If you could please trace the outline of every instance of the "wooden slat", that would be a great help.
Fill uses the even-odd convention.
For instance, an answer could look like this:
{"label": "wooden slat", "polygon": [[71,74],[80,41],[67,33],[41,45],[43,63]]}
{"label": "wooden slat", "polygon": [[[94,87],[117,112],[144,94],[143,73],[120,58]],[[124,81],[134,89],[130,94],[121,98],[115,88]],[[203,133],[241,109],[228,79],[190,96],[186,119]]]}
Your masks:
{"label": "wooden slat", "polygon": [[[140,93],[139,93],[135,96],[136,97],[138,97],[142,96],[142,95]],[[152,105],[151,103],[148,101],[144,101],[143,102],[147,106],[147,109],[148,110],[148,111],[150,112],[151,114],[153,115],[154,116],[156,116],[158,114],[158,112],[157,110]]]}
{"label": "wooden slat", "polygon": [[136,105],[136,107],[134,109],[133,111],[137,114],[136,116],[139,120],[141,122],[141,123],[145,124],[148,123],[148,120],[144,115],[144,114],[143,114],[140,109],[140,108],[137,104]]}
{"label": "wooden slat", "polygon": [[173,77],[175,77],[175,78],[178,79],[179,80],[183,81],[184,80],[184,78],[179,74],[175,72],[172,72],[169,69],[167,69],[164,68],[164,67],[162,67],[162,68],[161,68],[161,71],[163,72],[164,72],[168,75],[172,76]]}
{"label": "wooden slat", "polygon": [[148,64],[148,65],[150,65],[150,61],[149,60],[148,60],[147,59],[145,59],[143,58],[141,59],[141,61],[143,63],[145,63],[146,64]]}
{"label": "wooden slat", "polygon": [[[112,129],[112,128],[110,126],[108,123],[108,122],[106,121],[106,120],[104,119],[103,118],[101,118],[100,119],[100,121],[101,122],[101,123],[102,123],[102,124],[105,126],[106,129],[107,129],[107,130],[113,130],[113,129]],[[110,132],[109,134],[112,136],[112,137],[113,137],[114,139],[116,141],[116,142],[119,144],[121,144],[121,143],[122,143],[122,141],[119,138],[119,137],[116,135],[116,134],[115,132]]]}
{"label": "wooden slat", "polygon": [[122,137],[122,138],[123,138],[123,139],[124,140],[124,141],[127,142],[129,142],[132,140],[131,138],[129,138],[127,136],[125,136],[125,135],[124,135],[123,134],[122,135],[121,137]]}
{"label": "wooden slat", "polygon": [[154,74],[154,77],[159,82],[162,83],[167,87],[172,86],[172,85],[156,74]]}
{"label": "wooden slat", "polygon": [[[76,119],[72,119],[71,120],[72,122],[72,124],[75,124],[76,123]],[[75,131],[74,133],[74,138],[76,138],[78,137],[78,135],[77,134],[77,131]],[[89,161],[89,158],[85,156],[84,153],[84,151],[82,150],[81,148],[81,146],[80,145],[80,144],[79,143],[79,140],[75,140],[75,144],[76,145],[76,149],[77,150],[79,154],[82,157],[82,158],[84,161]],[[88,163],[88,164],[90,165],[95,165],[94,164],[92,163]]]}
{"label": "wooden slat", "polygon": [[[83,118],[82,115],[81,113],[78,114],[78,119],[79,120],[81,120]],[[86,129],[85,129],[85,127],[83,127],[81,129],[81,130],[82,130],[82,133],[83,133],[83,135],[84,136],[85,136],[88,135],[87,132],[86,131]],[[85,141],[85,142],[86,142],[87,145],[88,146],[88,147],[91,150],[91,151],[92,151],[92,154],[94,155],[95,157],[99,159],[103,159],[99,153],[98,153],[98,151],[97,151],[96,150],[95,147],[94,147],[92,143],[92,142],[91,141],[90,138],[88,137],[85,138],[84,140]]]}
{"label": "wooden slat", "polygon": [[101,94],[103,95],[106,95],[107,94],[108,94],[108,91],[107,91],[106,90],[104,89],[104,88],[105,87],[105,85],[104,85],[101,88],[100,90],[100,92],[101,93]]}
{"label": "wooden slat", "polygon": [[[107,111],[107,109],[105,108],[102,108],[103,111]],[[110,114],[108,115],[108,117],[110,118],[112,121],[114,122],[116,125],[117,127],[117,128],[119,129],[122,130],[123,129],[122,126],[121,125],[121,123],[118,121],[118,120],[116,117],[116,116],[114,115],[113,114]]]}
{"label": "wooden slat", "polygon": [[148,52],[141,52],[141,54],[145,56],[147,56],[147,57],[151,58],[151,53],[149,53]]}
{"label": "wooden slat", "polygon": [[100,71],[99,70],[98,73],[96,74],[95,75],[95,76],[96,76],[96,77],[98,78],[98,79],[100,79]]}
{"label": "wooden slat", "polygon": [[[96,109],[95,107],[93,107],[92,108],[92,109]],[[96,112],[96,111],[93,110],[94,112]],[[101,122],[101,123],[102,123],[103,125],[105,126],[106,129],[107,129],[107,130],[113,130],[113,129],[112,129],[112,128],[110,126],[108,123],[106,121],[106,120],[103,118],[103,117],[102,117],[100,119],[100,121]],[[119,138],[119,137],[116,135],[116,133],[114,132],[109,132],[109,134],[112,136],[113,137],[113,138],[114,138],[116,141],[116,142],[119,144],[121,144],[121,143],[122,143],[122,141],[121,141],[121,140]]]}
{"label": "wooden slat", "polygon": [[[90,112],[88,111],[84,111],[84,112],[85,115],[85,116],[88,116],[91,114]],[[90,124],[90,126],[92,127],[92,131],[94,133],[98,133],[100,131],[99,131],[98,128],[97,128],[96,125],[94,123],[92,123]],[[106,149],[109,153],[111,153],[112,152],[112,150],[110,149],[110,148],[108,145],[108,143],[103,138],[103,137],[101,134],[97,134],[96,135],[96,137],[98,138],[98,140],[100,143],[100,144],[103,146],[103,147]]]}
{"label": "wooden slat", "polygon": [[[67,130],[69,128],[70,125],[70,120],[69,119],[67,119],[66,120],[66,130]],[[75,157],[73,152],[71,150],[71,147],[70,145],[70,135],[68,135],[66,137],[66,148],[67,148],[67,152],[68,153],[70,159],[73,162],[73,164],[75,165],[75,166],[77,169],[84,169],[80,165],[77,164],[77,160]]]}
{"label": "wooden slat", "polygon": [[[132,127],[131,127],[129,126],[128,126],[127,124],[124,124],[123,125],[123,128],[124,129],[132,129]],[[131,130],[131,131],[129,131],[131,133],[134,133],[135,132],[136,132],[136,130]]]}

[Written request] Go through the entries and repeat each one exactly.

[Full output]
If you could please trace the outline of every instance of the "wooden slat", that would be a great help.
Fill uses the even-odd convention.
For instance, an answer could look like this:
{"label": "wooden slat", "polygon": [[71,74],[80,41],[67,33],[41,45],[43,63]]}
{"label": "wooden slat", "polygon": [[[94,87],[117,112],[144,94],[143,73],[120,58]],[[124,81],[134,89],[130,94],[121,98],[115,88]],[[203,133],[241,109],[228,79],[190,96],[186,119]]]}
Your masks:
{"label": "wooden slat", "polygon": [[[140,93],[139,93],[135,96],[136,97],[138,97],[142,96],[142,95]],[[152,105],[151,103],[148,101],[144,101],[143,102],[147,106],[147,109],[148,110],[148,111],[150,112],[151,114],[153,115],[154,116],[156,116],[158,114],[158,112],[157,110]]]}
{"label": "wooden slat", "polygon": [[136,105],[136,107],[134,109],[133,111],[137,114],[136,116],[139,120],[141,122],[141,123],[145,124],[148,123],[148,120],[144,115],[144,114],[143,114],[140,109],[140,108],[137,104]]}
{"label": "wooden slat", "polygon": [[173,77],[175,77],[175,78],[178,79],[179,80],[183,81],[184,80],[184,78],[179,74],[175,72],[172,72],[169,69],[167,69],[164,68],[164,67],[162,67],[162,68],[161,68],[161,71],[163,72],[164,72],[168,75],[172,76]]}
{"label": "wooden slat", "polygon": [[148,64],[148,65],[150,65],[150,61],[149,60],[148,60],[147,59],[145,59],[143,58],[141,59],[141,61],[143,63],[145,63],[146,64]]}
{"label": "wooden slat", "polygon": [[[112,129],[112,128],[110,126],[108,123],[108,122],[106,121],[106,120],[104,119],[103,118],[101,118],[100,119],[100,121],[101,122],[101,123],[102,123],[102,124],[105,126],[106,129],[107,129],[107,130],[113,130],[113,129]],[[110,132],[109,134],[112,136],[112,137],[113,137],[114,139],[116,141],[116,142],[119,144],[121,144],[121,143],[122,143],[122,141],[119,138],[119,137],[116,135],[116,134],[115,132]]]}
{"label": "wooden slat", "polygon": [[122,137],[122,138],[123,138],[123,139],[124,140],[124,141],[127,142],[129,142],[132,140],[131,138],[129,138],[127,136],[125,136],[125,135],[124,135],[123,134],[122,135],[121,137]]}
{"label": "wooden slat", "polygon": [[154,74],[154,77],[159,82],[162,83],[167,87],[172,86],[172,85],[156,74]]}
{"label": "wooden slat", "polygon": [[[76,119],[72,119],[71,120],[72,122],[72,124],[75,124],[76,123]],[[75,131],[74,133],[74,138],[76,138],[78,137],[78,135],[77,134],[77,131]],[[89,161],[89,158],[85,156],[84,153],[84,151],[82,150],[81,148],[81,146],[80,145],[80,144],[79,143],[79,140],[75,140],[75,144],[76,145],[76,149],[77,150],[79,154],[82,157],[82,158],[84,161]],[[88,163],[88,164],[90,165],[95,165],[94,164],[92,163]]]}
{"label": "wooden slat", "polygon": [[[83,118],[82,115],[81,113],[78,114],[78,119],[79,120],[81,120]],[[86,129],[85,129],[85,127],[83,127],[81,129],[81,130],[82,130],[82,133],[83,133],[83,135],[84,136],[85,136],[88,135],[87,132],[86,131]],[[85,141],[85,142],[86,142],[87,145],[88,146],[88,147],[91,150],[91,151],[92,151],[92,154],[94,155],[95,157],[99,159],[103,159],[99,153],[98,153],[98,151],[97,151],[96,150],[95,147],[94,147],[92,143],[92,142],[91,141],[90,138],[88,137],[85,138],[84,140]]]}
{"label": "wooden slat", "polygon": [[101,94],[103,95],[106,95],[107,94],[108,94],[108,91],[107,91],[106,90],[104,89],[104,88],[105,87],[105,85],[104,85],[101,88],[100,90],[100,92],[101,93]]}
{"label": "wooden slat", "polygon": [[[107,111],[107,109],[105,108],[102,108],[103,111]],[[110,114],[108,115],[108,117],[110,118],[112,121],[114,122],[116,125],[117,127],[117,128],[119,129],[122,130],[123,129],[122,126],[121,125],[121,123],[118,121],[118,120],[116,117],[116,116],[114,115],[113,114]]]}
{"label": "wooden slat", "polygon": [[148,52],[141,52],[141,54],[145,56],[147,56],[147,57],[151,58],[151,53],[149,53]]}
{"label": "wooden slat", "polygon": [[100,71],[99,70],[98,73],[96,74],[95,75],[95,76],[96,76],[96,77],[98,78],[98,79],[100,79]]}
{"label": "wooden slat", "polygon": [[[96,109],[95,107],[93,107],[92,108],[92,109]],[[96,112],[96,111],[93,110],[94,112]],[[101,122],[101,123],[102,123],[103,125],[105,126],[106,129],[107,129],[107,130],[113,130],[113,129],[112,129],[112,128],[110,126],[108,123],[106,121],[106,120],[103,118],[103,117],[102,117],[100,119],[100,121]],[[119,138],[119,137],[116,135],[116,133],[114,132],[109,132],[109,134],[112,136],[113,137],[113,138],[114,138],[116,141],[116,142],[119,144],[121,144],[121,143],[122,143],[122,141],[121,141],[121,140]]]}
{"label": "wooden slat", "polygon": [[[90,112],[88,111],[84,111],[84,112],[85,115],[85,116],[88,116],[91,114]],[[90,124],[90,126],[92,127],[92,131],[94,133],[98,133],[100,131],[99,131],[98,128],[97,128],[96,125],[94,123],[92,123]],[[106,149],[109,153],[111,153],[112,152],[112,150],[110,149],[110,148],[108,145],[108,143],[103,138],[103,137],[101,134],[97,134],[96,135],[96,137],[98,138],[98,140],[100,143],[100,144],[103,146],[103,147]]]}
{"label": "wooden slat", "polygon": [[[67,130],[69,128],[70,125],[70,120],[69,119],[67,119],[66,120],[66,130]],[[75,157],[73,152],[71,150],[71,147],[70,145],[70,135],[68,135],[66,137],[66,148],[67,148],[67,152],[68,153],[70,159],[73,162],[73,164],[75,165],[75,166],[77,169],[84,169],[80,165],[77,164],[77,160]]]}
{"label": "wooden slat", "polygon": [[[132,127],[131,127],[129,126],[128,126],[127,124],[124,124],[123,125],[123,128],[124,129],[132,129]],[[131,130],[131,131],[129,131],[131,133],[134,133],[135,132],[136,132],[136,130]]]}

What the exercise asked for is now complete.